Requirement: Duplicate the data verbatim, beginning at the line that contains "Might you point out the butterfly leg" and stopping after the line that contains "(1169, 762)".

* start Data extract *

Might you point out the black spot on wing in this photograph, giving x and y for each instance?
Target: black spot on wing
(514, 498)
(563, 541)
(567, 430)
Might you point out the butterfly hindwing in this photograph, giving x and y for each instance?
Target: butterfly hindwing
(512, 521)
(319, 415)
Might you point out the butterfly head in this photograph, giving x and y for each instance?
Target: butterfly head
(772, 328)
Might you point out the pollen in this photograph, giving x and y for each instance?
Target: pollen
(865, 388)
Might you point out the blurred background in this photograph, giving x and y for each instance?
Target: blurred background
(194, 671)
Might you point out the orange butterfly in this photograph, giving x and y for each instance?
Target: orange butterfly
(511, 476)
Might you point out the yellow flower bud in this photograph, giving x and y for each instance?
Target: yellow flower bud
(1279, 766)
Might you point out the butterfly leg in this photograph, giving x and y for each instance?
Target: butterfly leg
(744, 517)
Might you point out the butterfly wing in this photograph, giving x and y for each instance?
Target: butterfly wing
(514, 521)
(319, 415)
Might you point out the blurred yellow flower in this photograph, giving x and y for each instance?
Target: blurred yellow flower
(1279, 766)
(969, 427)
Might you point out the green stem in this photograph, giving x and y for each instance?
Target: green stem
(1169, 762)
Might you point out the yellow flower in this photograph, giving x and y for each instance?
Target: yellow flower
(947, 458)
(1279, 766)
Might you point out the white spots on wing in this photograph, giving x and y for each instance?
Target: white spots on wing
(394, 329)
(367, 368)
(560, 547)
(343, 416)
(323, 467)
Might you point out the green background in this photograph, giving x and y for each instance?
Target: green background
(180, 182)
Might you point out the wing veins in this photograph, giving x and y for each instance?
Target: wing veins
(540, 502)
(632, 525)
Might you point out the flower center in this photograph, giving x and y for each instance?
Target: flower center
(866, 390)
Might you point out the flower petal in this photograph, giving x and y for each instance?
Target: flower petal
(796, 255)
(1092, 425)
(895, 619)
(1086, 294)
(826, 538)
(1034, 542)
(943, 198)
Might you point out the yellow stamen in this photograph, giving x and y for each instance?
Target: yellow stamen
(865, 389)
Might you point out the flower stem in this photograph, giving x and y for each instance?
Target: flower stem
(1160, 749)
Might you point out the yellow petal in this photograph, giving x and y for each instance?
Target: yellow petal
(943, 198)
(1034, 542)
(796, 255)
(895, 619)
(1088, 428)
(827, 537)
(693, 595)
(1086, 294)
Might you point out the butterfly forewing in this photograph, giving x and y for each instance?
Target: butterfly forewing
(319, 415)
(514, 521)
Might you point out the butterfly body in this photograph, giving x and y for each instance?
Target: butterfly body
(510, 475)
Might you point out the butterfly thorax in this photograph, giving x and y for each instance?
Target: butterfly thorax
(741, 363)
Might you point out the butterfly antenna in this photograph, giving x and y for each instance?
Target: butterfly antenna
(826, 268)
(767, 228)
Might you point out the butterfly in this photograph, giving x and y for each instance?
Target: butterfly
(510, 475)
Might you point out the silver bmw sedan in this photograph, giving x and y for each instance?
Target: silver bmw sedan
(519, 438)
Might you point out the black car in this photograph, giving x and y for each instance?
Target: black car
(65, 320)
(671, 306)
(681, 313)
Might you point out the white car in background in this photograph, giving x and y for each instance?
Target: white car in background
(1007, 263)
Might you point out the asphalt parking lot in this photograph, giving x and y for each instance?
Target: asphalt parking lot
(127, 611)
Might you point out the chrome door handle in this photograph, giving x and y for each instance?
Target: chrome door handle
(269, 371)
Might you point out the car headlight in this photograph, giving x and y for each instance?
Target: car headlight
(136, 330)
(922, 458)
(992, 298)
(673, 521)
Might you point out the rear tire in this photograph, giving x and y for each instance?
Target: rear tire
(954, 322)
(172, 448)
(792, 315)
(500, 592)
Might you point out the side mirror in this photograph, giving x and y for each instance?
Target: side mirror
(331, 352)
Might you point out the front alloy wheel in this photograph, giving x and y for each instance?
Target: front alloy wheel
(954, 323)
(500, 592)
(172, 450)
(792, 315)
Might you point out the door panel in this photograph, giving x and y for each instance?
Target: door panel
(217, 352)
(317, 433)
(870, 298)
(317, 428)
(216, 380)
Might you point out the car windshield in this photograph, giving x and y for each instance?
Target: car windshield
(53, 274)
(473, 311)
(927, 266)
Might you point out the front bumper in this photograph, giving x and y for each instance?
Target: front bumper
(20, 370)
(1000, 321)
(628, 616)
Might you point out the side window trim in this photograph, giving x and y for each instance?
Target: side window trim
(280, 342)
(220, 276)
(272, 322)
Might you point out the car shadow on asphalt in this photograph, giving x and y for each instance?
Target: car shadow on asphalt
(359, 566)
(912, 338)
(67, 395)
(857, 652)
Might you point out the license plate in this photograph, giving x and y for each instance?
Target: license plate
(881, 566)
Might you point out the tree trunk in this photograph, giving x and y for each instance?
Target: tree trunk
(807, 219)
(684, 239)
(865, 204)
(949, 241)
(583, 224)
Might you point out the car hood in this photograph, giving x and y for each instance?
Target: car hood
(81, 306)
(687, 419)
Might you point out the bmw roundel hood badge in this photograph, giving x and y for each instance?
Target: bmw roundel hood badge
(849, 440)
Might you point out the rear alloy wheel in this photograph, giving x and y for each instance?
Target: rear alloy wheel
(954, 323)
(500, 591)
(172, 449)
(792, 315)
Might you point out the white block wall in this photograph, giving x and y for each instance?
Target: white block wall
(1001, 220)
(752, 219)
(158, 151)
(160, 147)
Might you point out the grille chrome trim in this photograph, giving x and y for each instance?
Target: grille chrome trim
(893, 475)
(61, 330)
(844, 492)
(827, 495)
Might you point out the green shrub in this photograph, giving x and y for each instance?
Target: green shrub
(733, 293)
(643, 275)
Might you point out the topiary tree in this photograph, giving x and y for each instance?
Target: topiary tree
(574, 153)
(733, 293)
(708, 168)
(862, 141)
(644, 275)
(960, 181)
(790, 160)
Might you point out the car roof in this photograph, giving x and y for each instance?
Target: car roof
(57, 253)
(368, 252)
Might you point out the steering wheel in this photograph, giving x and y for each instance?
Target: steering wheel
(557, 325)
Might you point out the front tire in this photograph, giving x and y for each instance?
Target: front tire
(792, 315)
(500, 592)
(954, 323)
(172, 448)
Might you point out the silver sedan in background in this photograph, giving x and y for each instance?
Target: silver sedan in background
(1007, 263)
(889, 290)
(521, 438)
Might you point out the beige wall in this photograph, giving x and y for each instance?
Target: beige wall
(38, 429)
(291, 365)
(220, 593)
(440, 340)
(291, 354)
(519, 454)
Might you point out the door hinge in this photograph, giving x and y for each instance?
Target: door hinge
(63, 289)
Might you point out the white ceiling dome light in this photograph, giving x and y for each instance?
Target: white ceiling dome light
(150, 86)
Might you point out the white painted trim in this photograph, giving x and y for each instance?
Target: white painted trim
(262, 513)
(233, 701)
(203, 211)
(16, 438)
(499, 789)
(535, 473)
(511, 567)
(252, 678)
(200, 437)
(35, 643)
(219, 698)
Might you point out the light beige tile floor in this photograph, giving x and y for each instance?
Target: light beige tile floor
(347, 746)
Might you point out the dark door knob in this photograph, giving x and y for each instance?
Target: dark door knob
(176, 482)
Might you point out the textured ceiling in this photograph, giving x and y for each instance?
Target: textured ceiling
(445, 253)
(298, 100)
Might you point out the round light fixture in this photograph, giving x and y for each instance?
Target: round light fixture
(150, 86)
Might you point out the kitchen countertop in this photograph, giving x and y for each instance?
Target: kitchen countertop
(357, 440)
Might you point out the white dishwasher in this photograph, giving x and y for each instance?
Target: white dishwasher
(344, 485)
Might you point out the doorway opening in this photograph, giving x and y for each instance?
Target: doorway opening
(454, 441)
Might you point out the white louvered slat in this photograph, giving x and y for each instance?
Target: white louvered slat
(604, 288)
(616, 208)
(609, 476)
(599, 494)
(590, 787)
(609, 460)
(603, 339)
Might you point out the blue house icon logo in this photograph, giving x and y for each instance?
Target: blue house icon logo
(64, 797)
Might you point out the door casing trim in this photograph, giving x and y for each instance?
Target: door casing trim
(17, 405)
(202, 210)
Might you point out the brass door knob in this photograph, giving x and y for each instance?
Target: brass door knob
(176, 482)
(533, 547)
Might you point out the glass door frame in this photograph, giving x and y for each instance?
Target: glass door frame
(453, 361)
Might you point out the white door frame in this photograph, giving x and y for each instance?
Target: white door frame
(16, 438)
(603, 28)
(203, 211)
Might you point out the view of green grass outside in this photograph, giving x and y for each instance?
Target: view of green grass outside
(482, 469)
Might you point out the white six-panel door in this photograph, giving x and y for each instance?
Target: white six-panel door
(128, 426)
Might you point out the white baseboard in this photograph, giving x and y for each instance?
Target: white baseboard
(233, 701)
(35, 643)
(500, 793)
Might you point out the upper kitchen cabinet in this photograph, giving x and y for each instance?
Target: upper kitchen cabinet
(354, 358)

* end Data extract *

Response to this exercise:
Might you point out the butterfly leg in this photograph, giving x and y for each instance?
Target: butterfly leg
(744, 517)
Might you point out the butterfly wing in this photograph, giving x and y for each instance?
Target: butterfly wing
(514, 521)
(319, 415)
Might you point out the blurred yellow flower in this photograph, giving x and y for each instance?
Target: blurred yellow flower
(1279, 766)
(969, 427)
Might you point out the green stem in this photograph, giving x and y for each instance?
Target: green stem
(1169, 762)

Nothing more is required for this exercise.